_Short exercise:_
Copy out all the lines below, renaming "Target" to "Object" everywhere it occurs and leaving everything else unchanged. Omit the picture from your answer.

** start of Data provided **

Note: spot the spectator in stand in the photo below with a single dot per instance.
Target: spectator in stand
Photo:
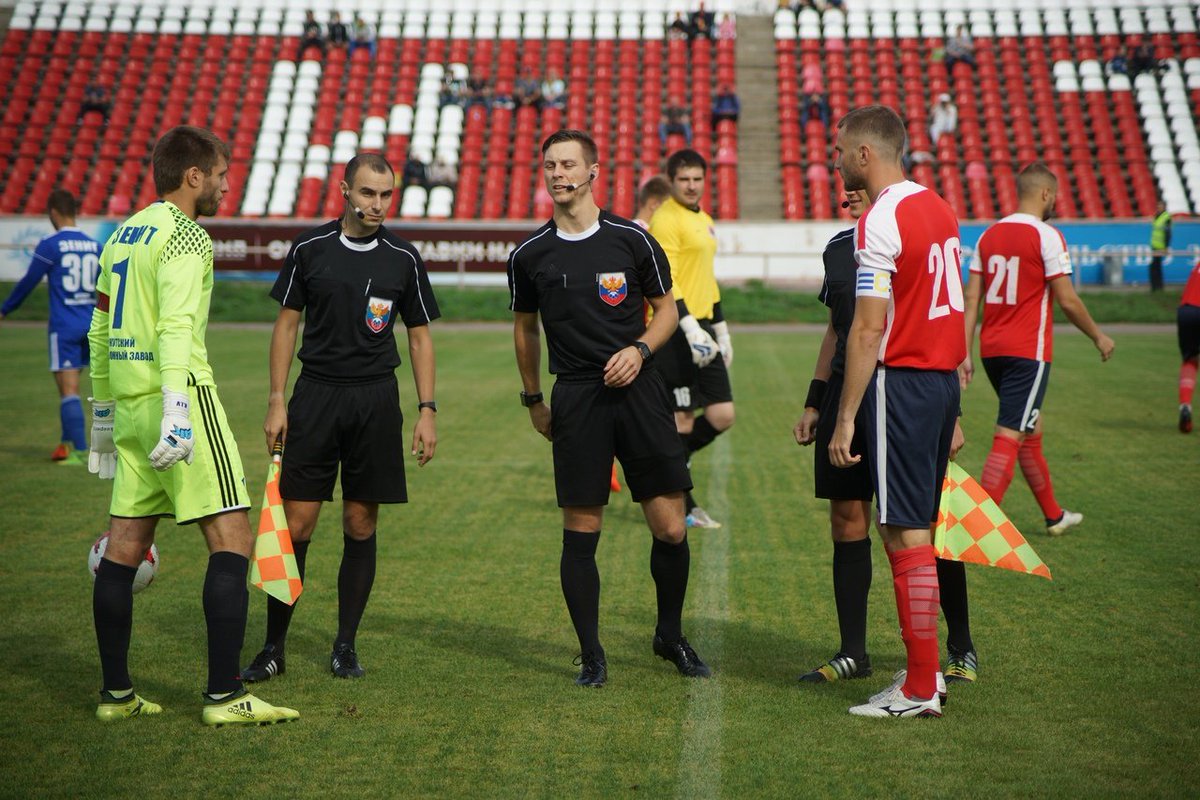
(726, 104)
(361, 35)
(679, 28)
(337, 34)
(479, 91)
(814, 102)
(729, 28)
(311, 36)
(943, 119)
(443, 173)
(675, 121)
(959, 48)
(553, 90)
(415, 173)
(528, 89)
(95, 98)
(1143, 60)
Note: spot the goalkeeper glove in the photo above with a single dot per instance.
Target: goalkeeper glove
(177, 441)
(724, 341)
(102, 451)
(703, 348)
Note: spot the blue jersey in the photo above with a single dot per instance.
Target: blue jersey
(70, 259)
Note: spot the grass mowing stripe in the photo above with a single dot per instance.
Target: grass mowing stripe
(700, 758)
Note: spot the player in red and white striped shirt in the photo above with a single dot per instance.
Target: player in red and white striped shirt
(1026, 268)
(903, 350)
(1188, 325)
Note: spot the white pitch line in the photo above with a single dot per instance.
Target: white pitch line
(700, 758)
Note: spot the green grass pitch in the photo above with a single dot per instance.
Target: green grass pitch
(1087, 683)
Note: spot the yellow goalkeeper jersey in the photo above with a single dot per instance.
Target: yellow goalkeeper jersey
(153, 306)
(690, 242)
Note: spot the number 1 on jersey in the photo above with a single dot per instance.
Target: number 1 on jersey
(121, 270)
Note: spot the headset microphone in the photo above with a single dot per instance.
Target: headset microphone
(575, 186)
(357, 209)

** end of Data provided **

_Correct response:_
Note: spot the spectator in stand in the photo below with a single dot per instance.
Object: spectator in stand
Photo:
(726, 104)
(361, 35)
(679, 28)
(337, 34)
(479, 91)
(814, 102)
(729, 28)
(311, 36)
(943, 119)
(443, 173)
(675, 121)
(959, 48)
(553, 90)
(415, 173)
(528, 89)
(95, 98)
(1143, 60)
Note: spot the goalkeeper glove in the photo above with a single dot per instance.
Object: goalkeeper glove
(177, 441)
(724, 341)
(102, 451)
(703, 348)
Note: spot the blue jersey in the photo above with a single dot per instance.
Object: blue jersey
(70, 259)
Note: spot the grass mowing stripe in the photo above with a single dot per instance.
Object: grass mowing stripe
(700, 758)
Note: spot the player in red and white striped shirt in the photo above with a single dot per instance.
Object: player in red and white striped shirt
(1026, 268)
(903, 350)
(1188, 325)
Note: spot the white pitch line in the photo above with a single dot per instance.
Object: white pitch line
(700, 758)
Note: spot the green grass pitch in the photo above with a single dot per instance.
Object: green grass pitch
(1087, 683)
Note: spot the yellow goalkeeper jersey in the photo above with a single dot per instance.
Object: yellow goalkeeper jersey
(153, 306)
(690, 242)
Note: spot the number 1 on jersey in the photo above with a single dot per instance.
Object: number 1 on jersey
(121, 270)
Note: spot the headset microphone in the photo above with a single dot per instance.
Object: headset microphone
(575, 186)
(357, 209)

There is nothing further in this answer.